TASK TO COMPLETE
Report the count of lines in the entries below that contain "tree", and leave out everything else.

[RECORDED DATA]

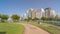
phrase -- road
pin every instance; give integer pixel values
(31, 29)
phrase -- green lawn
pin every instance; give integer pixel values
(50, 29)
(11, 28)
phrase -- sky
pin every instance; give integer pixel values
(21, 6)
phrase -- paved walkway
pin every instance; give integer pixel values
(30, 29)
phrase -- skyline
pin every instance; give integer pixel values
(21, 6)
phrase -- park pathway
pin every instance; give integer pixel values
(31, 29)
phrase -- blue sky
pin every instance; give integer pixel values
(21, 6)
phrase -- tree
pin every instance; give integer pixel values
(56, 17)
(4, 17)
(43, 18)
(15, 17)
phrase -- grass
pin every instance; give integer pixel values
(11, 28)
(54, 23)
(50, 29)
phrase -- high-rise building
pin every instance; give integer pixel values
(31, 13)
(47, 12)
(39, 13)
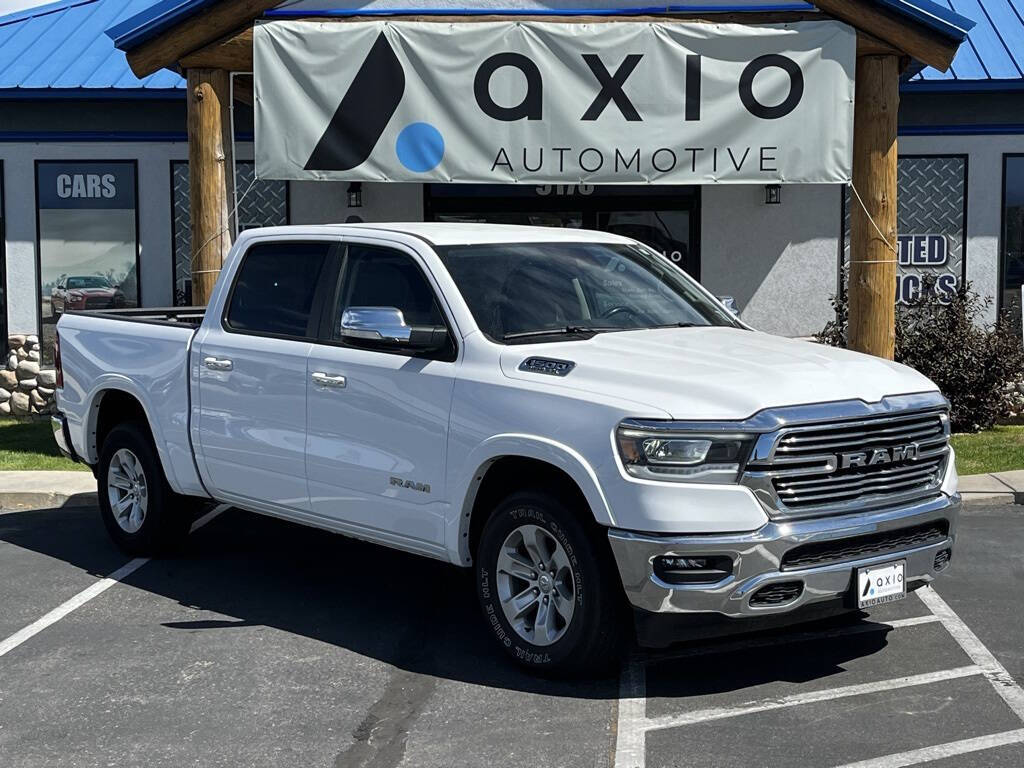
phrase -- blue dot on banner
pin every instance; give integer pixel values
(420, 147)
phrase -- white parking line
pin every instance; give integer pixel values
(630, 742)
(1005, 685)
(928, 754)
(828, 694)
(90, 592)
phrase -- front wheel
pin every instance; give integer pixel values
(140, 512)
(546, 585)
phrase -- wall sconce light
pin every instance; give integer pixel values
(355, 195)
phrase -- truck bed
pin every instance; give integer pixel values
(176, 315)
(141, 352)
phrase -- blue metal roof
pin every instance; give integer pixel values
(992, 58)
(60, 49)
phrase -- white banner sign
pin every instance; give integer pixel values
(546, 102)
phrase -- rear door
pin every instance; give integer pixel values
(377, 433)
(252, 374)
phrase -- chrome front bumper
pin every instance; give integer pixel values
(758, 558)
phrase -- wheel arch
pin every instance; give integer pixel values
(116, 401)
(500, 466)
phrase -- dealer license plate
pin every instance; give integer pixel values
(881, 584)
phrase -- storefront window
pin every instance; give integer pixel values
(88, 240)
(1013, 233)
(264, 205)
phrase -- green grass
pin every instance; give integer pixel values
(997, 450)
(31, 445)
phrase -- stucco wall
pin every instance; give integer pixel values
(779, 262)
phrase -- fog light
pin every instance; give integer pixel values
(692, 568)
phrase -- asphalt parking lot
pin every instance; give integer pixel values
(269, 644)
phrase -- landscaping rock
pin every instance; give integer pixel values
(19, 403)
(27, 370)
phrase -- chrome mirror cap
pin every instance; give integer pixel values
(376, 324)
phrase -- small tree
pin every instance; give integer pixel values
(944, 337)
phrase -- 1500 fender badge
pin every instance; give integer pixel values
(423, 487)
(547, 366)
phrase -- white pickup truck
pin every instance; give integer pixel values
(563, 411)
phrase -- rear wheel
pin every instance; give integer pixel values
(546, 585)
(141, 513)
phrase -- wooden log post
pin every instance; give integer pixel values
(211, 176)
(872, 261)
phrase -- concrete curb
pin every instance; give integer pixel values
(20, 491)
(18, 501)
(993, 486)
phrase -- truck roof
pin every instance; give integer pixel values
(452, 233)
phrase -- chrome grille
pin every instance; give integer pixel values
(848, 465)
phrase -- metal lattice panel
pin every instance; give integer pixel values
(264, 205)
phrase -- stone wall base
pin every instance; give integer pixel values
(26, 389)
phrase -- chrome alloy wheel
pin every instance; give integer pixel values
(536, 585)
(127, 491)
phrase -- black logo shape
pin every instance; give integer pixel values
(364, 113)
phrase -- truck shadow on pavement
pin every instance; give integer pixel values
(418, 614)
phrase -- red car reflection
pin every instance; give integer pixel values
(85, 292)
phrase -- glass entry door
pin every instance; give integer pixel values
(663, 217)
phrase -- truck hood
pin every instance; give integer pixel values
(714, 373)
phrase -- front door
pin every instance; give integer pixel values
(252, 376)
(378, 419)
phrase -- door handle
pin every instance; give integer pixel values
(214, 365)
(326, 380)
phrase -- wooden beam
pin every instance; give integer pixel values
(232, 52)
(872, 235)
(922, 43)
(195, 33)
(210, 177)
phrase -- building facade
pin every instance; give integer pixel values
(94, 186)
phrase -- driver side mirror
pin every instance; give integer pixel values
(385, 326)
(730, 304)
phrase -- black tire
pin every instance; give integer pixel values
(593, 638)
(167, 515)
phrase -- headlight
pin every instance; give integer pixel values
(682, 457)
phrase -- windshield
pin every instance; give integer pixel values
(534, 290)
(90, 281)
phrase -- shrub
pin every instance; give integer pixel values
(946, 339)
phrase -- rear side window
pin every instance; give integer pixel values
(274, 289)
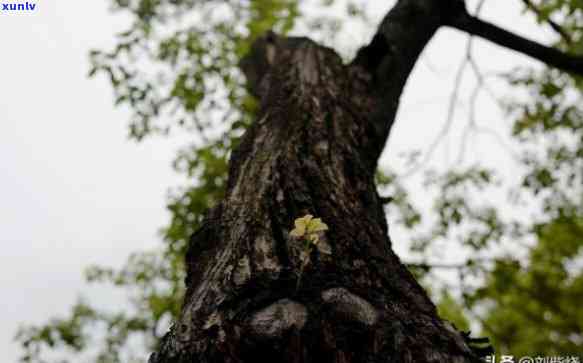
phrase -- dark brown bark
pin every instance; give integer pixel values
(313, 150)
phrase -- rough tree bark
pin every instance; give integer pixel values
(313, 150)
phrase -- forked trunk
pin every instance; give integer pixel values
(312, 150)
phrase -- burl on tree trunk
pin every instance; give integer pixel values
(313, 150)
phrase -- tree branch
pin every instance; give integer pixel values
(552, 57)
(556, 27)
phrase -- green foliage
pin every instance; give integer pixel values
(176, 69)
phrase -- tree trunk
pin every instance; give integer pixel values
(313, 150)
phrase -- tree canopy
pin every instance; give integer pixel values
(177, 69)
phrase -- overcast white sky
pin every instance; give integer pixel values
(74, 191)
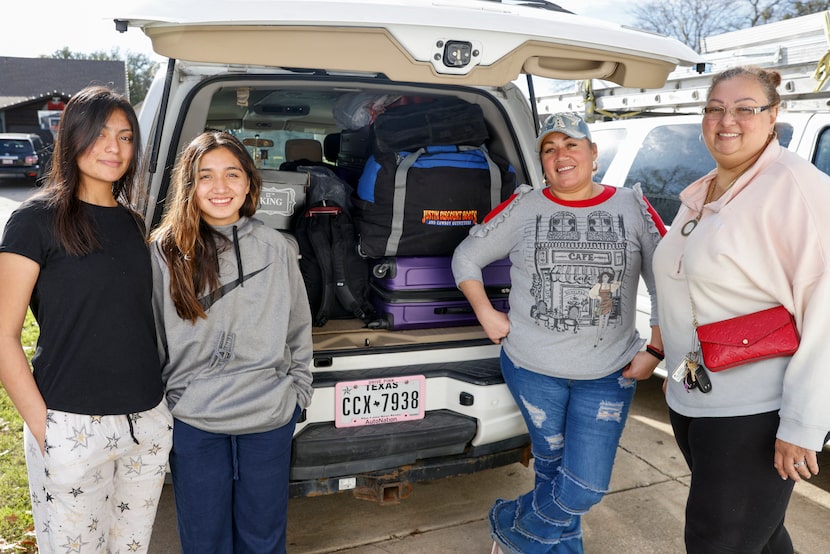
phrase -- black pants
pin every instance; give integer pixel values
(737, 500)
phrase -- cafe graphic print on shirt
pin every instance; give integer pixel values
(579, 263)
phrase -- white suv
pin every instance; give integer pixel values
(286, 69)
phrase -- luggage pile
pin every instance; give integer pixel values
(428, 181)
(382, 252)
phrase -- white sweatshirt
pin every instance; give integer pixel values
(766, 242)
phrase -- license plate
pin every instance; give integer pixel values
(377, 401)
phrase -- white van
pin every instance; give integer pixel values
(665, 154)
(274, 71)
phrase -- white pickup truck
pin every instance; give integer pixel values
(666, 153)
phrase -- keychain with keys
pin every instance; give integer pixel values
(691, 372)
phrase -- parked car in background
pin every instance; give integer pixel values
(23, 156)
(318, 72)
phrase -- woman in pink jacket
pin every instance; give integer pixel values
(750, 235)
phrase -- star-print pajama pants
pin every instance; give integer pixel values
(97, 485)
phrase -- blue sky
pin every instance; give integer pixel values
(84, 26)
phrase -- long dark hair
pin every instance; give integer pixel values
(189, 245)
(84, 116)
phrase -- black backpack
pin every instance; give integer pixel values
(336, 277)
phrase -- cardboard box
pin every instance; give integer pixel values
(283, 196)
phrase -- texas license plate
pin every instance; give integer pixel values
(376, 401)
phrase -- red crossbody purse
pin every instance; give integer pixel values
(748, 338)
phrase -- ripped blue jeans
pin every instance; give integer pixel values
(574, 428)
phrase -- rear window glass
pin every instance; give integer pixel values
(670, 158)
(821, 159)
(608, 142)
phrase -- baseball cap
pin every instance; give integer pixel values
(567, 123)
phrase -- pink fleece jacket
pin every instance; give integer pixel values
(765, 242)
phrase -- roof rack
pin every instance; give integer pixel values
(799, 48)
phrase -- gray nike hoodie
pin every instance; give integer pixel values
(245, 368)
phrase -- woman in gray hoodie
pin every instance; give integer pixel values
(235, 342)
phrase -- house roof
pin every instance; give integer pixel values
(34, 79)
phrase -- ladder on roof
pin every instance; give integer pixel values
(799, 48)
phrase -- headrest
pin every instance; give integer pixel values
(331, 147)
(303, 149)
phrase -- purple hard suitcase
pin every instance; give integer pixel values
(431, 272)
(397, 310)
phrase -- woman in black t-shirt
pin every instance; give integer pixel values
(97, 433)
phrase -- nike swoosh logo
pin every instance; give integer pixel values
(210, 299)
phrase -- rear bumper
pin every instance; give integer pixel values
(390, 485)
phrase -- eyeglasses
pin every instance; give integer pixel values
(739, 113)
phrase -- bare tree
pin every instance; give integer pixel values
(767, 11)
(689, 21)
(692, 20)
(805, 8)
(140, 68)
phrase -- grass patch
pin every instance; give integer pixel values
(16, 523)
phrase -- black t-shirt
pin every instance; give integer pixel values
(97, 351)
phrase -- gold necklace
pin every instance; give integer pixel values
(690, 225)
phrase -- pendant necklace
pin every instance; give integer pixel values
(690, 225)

[/RECORDED DATA]
[RECORDED DATA]

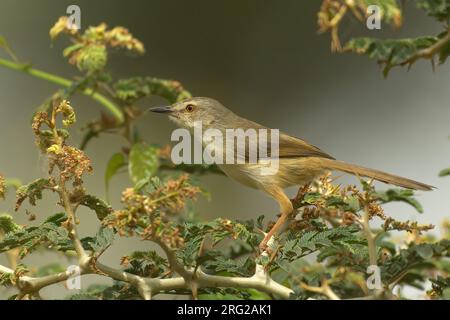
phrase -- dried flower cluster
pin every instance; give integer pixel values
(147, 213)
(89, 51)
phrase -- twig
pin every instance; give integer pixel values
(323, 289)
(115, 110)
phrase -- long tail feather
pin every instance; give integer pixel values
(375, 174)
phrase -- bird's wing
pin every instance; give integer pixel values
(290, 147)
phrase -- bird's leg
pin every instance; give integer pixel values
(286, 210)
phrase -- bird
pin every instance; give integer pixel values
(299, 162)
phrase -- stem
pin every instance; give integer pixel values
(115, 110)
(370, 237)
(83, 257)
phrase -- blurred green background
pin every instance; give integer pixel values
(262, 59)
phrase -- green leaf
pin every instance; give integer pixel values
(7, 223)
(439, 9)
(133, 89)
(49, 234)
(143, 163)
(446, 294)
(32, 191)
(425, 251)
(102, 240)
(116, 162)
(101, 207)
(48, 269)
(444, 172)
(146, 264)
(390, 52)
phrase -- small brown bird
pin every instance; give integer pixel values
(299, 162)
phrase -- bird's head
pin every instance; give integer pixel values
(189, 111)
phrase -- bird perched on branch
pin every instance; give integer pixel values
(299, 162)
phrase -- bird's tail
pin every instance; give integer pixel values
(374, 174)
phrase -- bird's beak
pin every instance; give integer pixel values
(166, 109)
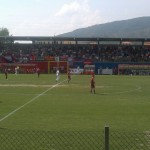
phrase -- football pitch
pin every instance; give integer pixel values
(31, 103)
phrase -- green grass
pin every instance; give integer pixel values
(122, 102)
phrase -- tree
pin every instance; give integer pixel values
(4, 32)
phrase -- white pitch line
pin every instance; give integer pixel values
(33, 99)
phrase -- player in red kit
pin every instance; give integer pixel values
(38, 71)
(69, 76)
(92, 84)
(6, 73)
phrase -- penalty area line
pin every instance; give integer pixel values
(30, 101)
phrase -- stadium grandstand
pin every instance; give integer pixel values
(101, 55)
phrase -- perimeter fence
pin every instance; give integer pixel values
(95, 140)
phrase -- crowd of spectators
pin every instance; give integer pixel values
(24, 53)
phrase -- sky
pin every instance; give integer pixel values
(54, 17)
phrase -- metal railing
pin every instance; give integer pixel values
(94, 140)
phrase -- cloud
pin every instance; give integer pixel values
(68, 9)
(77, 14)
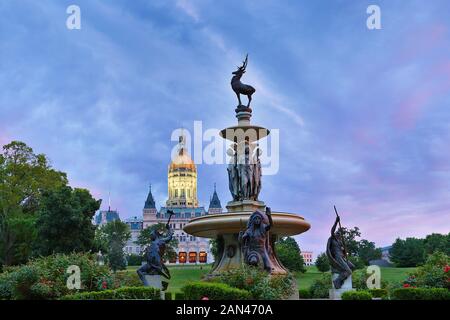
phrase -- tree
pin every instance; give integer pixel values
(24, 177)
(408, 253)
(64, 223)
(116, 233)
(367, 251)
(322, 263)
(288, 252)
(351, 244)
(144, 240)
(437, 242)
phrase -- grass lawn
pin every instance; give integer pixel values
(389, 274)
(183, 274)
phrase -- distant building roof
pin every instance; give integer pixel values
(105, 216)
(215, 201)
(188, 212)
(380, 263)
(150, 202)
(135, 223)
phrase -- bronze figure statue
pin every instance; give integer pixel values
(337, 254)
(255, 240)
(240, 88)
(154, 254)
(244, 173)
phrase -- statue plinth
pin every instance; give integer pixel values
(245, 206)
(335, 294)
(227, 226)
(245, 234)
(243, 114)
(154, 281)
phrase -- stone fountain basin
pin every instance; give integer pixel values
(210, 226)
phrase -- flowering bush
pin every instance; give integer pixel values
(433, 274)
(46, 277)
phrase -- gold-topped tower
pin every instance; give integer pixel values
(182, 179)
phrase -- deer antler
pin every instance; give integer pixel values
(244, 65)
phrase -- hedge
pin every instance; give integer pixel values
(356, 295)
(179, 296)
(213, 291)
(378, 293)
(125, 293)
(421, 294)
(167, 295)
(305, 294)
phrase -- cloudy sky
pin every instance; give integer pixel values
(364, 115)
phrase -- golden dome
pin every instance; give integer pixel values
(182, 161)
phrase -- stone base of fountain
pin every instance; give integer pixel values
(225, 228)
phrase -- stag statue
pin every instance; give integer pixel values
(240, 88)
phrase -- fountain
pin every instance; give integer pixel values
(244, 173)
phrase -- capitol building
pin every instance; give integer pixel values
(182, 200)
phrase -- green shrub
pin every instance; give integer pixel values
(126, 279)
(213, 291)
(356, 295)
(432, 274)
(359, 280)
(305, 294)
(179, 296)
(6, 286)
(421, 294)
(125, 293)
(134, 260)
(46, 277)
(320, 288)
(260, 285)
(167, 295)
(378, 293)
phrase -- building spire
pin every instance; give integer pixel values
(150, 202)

[/RECORDED DATA]

EXERCISE SOLUTION
10